> **EXTRACT**
Investigate the effects of the laser cladding parameters on the microstructure, phases formation, mechanical and corrosion properties of metallic glasses coatings for biomedical implant application

Additive manufacturing (AM) is the process of building 3D objects by layer-upon-layer. AM became a promising technique in various applications as automotive, aerospace and biomedical applications. The AM provides a flexible and versatile technique to produce complex shapes in short time using vast materials in a cost-effective way. So, AM has been successfully utilized to produce complex shaped biomedical implants using a wide range of biomaterials. Metallic Glasses (MG) proved to be an excellent material for biomedical implant applications because of their superior tribological and corrosion properties. However, the microstructure is characterized as a composite of different phases with vastly different mechanical properties such as ductility, strength, resistance to wear, creep and fatigue. A major challenge to utilize AM to fabricate large objects made of MG is the difficulty to preserve the amorphous structure in larger sizes. To get the superior properties benefit of MG in fabricating large objects, the coating of MG on a metallic substrate using laser cladding technique is proposed in this research work. Laser cladding (LC) is considered an outstanding technique to produce MG coating on metallic alloys substrate. This chapter discusses the various effects of LC parameters on the microstructure, phases formation, mechanical and tribo-corrosion properties of the MG coatings. Also, cytotoxicity and biocompatibility of MG are discussed.

> **WHAT THE TASK ASKS**
Copy out the full passage on laser cladding of metallic glass coatings word for word, including its title.

> **EXTRACTED RECORDS**
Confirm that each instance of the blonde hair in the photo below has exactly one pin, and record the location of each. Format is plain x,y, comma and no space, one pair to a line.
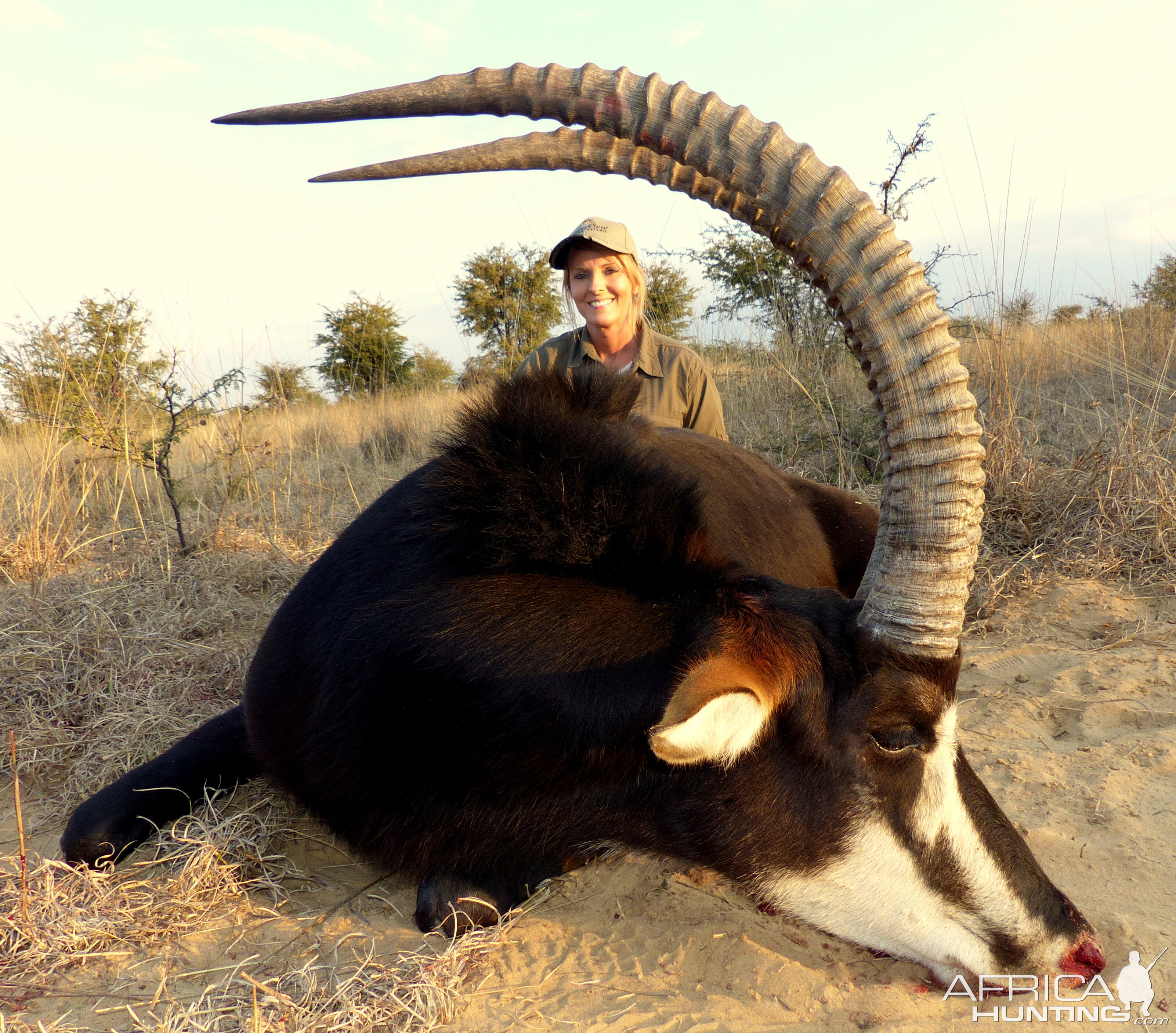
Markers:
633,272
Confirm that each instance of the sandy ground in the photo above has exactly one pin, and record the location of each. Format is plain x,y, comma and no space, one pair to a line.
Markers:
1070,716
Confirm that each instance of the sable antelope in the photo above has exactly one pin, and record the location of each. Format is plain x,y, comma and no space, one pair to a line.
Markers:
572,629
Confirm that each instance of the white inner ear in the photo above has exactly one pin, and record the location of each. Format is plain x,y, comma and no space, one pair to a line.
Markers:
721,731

> **RESULT FOR THIS TASK**
Investigate the effects of the laser cladding parameters on the microstructure, phases formation, mechanical and corrosion properties of metallic glasses coatings for biomedical implant application

Additive manufacturing (AM) is the process of building 3D objects by layer-upon-layer. AM became a promising technique in various applications as automotive, aerospace and biomedical applications. The AM provides a flexible and versatile technique to produce complex shapes in short time using vast materials in a cost-effective way. So, AM has been successfully utilized to produce complex shaped biomedical implants using a wide range of biomaterials. Metallic Glasses (MG) proved to be an excellent material for biomedical implant applications because of their superior tribological and corrosion properties. However, the microstructure is characterized as a composite of different phases with vastly different mechanical properties such as ductility, strength, resistance to wear, creep and fatigue. A major challenge to utilize AM to fabricate large objects made of MG is the difficulty to preserve the amorphous structure in larger sizes. To get the superior properties benefit of MG in fabricating large objects, the coating of MG on a metallic substrate using laser cladding technique is proposed in this research work. Laser cladding (LC) is considered an outstanding technique to produce MG coating on metallic alloys substrate. This chapter discusses the various effects of LC parameters on the microstructure, phases formation, mechanical and tribo-corrosion properties of the MG coatings. Also, cytotoxicity and biocompatibility of MG are discussed.